**Task description:**
Output everything below from the line containing "# test: pin the stone" down to the line containing "point(208, 402)", both included, as a JSON list of strings with one string per line. Leave out any blank lines.

[Items from a data source]

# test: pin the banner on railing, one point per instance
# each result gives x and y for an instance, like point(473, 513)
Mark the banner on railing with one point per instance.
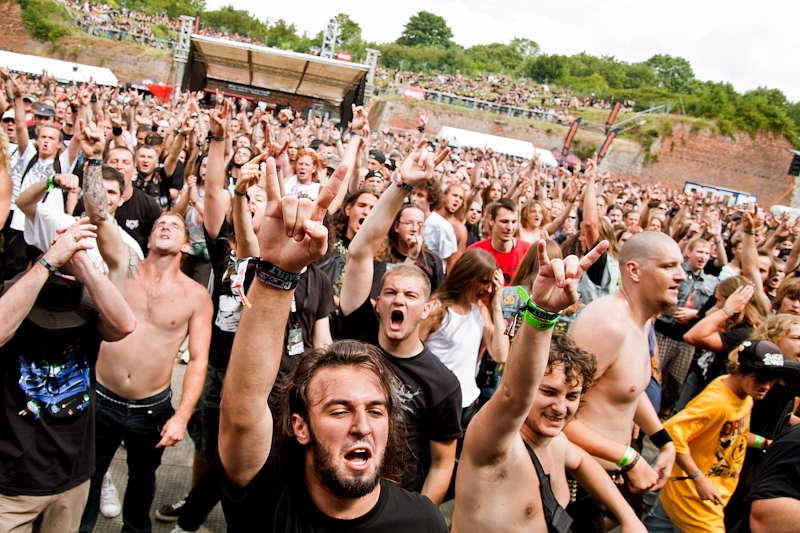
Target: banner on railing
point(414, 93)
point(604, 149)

* * *

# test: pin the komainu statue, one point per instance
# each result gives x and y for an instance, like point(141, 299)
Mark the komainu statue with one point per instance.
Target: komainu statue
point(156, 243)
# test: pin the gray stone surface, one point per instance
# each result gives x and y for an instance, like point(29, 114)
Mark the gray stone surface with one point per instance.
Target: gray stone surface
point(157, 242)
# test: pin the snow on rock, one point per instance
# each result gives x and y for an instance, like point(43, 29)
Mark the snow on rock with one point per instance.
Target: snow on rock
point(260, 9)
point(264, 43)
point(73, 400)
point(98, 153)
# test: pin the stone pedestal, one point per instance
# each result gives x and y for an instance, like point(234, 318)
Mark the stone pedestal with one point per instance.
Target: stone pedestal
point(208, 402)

**The completed task:**
[
  "# test: pin the stone pedestal, one point per instance",
  "# each result gives x and y for an instance, like point(234, 318)",
  "Mark the stone pedestal with one point per instance.",
  "Target: stone pedestal",
  "point(208, 402)"
]